As fortes quebras das exportações de têxteis, vestuário e calçado, que se verificaram até 2005, foram arrasadoras para muitas zonas do Norte de Portugal. Situação que se reflectiu nos rendimentos da região, afectando as restantes actividades, nomeadamente os serviços. De facto, entre 1995 e 2006, a RN foi a única região portuguesa a crescer claramente abaixo do ritmo médio da UE. Em resultado disso, é hoje a região mais pobre de Portugal e encontra-se entre as 30 mais pobres das 254 regiões da UE25. E o pior é que entre as 30 mais pobres foi uma das apenas três regiões que não convergiram com a média da UE, sendo a segunda com menor crescimento entre 1995 e 2004.

A evolução da RN explica a quase totalidade da divergência de Portugal em relação à UE nos últimos 10 anos, em particular se tivermos em conta os efeitos macro-económicos da quebra nesta região na procura das outras regiões portuguesas, nos impostos e transferências sociais. Neste período, o resto do país convergiu ou manteve o seu nível de rendimento relativamente ao dos países da UE. A RN decaiu, estando hoje o seu PIB per capita perto dos 56% da média europeia (UE27), cerca de 52% da média da UE12, um valor relativo inferior ao que Portugal apresentava em 1985.

[Registos de dados guardados]
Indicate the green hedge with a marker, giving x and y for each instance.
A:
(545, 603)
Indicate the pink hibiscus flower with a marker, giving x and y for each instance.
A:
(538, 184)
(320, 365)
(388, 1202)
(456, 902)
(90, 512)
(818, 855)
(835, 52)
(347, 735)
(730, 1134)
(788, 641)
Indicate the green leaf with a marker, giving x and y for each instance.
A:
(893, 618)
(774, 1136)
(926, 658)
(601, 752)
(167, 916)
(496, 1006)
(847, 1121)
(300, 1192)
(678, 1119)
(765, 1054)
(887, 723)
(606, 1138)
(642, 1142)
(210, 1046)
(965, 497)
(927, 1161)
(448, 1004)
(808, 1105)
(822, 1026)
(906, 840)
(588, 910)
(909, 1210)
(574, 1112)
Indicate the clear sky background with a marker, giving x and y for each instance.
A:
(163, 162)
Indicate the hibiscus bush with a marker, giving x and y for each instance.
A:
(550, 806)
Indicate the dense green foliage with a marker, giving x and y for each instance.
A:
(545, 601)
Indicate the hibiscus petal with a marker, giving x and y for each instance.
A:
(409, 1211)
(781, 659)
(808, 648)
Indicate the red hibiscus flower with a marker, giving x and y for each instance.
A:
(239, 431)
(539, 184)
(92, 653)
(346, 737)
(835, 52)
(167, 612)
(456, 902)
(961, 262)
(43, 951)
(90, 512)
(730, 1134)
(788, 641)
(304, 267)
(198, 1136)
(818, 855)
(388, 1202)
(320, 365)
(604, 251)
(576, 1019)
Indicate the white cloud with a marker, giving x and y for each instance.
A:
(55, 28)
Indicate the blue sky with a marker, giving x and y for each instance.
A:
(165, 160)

**Instruções:**
A. Responda às seguintes perguntas com base no texto sobre a economia do Norte de Portugal:
(i) Entre que anos foi a RN a única região portuguesa a crescer claramente abaixo do ritmo médio da UE?
(ii) Entre quantas das regiões mais pobres da UE25 se encontra hoje a RN?
(iii) De que percentagem da média europeia (UE27) está hoje perto o PIB per capita da RN?
B. Prolongue o texto sobre a economia do Norte de Portugal a partir da última frase apresentada.

**Respostas:**
A.
(i) Entre 1995 e 2006.
(ii) Entre as 30 mais pobres das 254 regiões da UE25.
(iii) Perto dos 56%.

B.
Outras regiões, como o Algarve, o Alentejo, a Madeira e os Açores, apresentaram nos últimos 12 anos uma forte convergência. Estas regiões estão especializadas em sectores completamente diferentes dos da região Norte. Sectores como o turismo, cuja procura mundial continua a crescer, e que contrastam com as indústrias baseadas na mão-de-obra barata, onde se verificou um forte aumento da oferta mundial e uma estagnação da procura.

Na RN não surgiram ainda alternativas que lhe permitam retomar a convergência. Em 2006 e 2007, as exportações portuguesas apresentaram um forte crescimento, rompendo o ciclo de diminuição dos sectores tradicionais, e afirmando-se em novos sectores da indústria e dos serviços. No entanto, o crescimento das exportações nos sectores tradicionais está a ser feito com aumentos de produtividade, o que implica que não deverá contribuir para recuperar os empregos perdidos. E os novos sectores exportadores são mais capital intensivos e exigem trabalhadores mais qualificados, o que significa que mesmo que produzam um valor superior não irão gerar o mesmo número de empregos, nem absorver os trabalhadores que as indústrias tradicionais estão a libertar.

O Norte de Portugal sempre valorizou o espírito de iniciativa e o sucesso material. Estes são factores que muito contribuíram para a sua prosperidade no passado. No entanto, tradicionalmente valoriza pouco o conhecimento e a instrução, factores de crescimento mais importantes na economia actual. A RN é uma das cinco (em 256) regiões da UE25 com menor percentagem de licenciados. Este é um problema que afecta todo o país, mas esta região tem metade da proporção de licenciados da Região de Lisboa e Vale do Tejo, estando claramente abaixo da média nacional. Este não é um problema do passado, em vários concelhos da região Norte mais de 50% dos alunos não terminam o secundário, nível superior ao da média nacional (36%), que condenam mais uma geração a ficar na ponta da cauda da Europa.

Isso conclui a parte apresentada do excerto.